[Data records]
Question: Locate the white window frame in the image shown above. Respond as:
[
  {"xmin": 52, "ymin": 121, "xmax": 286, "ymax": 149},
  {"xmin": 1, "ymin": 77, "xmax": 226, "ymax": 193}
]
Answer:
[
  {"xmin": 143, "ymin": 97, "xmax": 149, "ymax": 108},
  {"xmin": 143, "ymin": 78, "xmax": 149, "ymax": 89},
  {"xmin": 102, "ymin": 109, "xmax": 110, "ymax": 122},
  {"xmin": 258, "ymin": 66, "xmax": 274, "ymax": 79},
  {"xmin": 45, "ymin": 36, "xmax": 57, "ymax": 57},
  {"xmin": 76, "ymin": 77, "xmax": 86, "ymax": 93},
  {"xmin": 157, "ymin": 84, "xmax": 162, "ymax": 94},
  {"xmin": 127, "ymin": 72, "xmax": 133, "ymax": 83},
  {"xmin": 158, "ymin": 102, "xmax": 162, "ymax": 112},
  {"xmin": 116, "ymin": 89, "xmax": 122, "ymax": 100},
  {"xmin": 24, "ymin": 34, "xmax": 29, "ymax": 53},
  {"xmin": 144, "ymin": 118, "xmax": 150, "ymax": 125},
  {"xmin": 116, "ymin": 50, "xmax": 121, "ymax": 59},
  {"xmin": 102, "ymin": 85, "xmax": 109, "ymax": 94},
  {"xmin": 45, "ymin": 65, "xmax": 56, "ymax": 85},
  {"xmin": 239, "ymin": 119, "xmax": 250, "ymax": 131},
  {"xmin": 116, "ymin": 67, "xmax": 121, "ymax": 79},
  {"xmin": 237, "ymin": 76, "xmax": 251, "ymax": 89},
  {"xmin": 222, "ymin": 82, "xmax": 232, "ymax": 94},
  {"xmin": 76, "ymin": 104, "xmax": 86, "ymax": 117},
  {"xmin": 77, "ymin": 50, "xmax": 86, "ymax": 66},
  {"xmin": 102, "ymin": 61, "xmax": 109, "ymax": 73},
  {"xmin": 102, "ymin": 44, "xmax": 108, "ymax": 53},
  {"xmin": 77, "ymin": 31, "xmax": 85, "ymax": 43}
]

Direction:
Put the lines above into a Markdown table with the columns "Row" and "Line", numbering each row and leaving out any blank lines.

Written response:
| Row | Line |
|---|---|
| 1 | Question: Locate the white window frame in the image shown above. Respond as: |
| 2 | [ |
| 3 |   {"xmin": 52, "ymin": 121, "xmax": 286, "ymax": 149}, |
| 4 |   {"xmin": 1, "ymin": 77, "xmax": 226, "ymax": 193} |
| 5 | ] |
| 6 | Answer: |
| 7 | [ |
| 8 |   {"xmin": 143, "ymin": 97, "xmax": 149, "ymax": 108}, |
| 9 |   {"xmin": 143, "ymin": 78, "xmax": 149, "ymax": 89}, |
| 10 |   {"xmin": 102, "ymin": 109, "xmax": 110, "ymax": 122}, |
| 11 |   {"xmin": 258, "ymin": 66, "xmax": 274, "ymax": 79}, |
| 12 |   {"xmin": 45, "ymin": 36, "xmax": 57, "ymax": 57}, |
| 13 |   {"xmin": 76, "ymin": 77, "xmax": 86, "ymax": 93}, |
| 14 |   {"xmin": 157, "ymin": 84, "xmax": 162, "ymax": 94}, |
| 15 |   {"xmin": 127, "ymin": 72, "xmax": 133, "ymax": 83}, |
| 16 |   {"xmin": 158, "ymin": 102, "xmax": 162, "ymax": 112}, |
| 17 |   {"xmin": 116, "ymin": 89, "xmax": 122, "ymax": 100}, |
| 18 |   {"xmin": 24, "ymin": 34, "xmax": 29, "ymax": 53}, |
| 19 |   {"xmin": 144, "ymin": 118, "xmax": 150, "ymax": 125}, |
| 20 |   {"xmin": 116, "ymin": 50, "xmax": 121, "ymax": 59}, |
| 21 |   {"xmin": 102, "ymin": 85, "xmax": 109, "ymax": 94}, |
| 22 |   {"xmin": 45, "ymin": 65, "xmax": 56, "ymax": 85}, |
| 23 |   {"xmin": 239, "ymin": 119, "xmax": 250, "ymax": 131}, |
| 24 |   {"xmin": 116, "ymin": 67, "xmax": 121, "ymax": 79}, |
| 25 |   {"xmin": 237, "ymin": 76, "xmax": 251, "ymax": 89}, |
| 26 |   {"xmin": 222, "ymin": 82, "xmax": 232, "ymax": 94}, |
| 27 |   {"xmin": 76, "ymin": 104, "xmax": 86, "ymax": 117}, |
| 28 |   {"xmin": 77, "ymin": 50, "xmax": 86, "ymax": 66}, |
| 29 |   {"xmin": 102, "ymin": 61, "xmax": 109, "ymax": 73}, |
| 30 |   {"xmin": 102, "ymin": 44, "xmax": 108, "ymax": 53}, |
| 31 |   {"xmin": 77, "ymin": 31, "xmax": 85, "ymax": 43} |
| 32 | ] |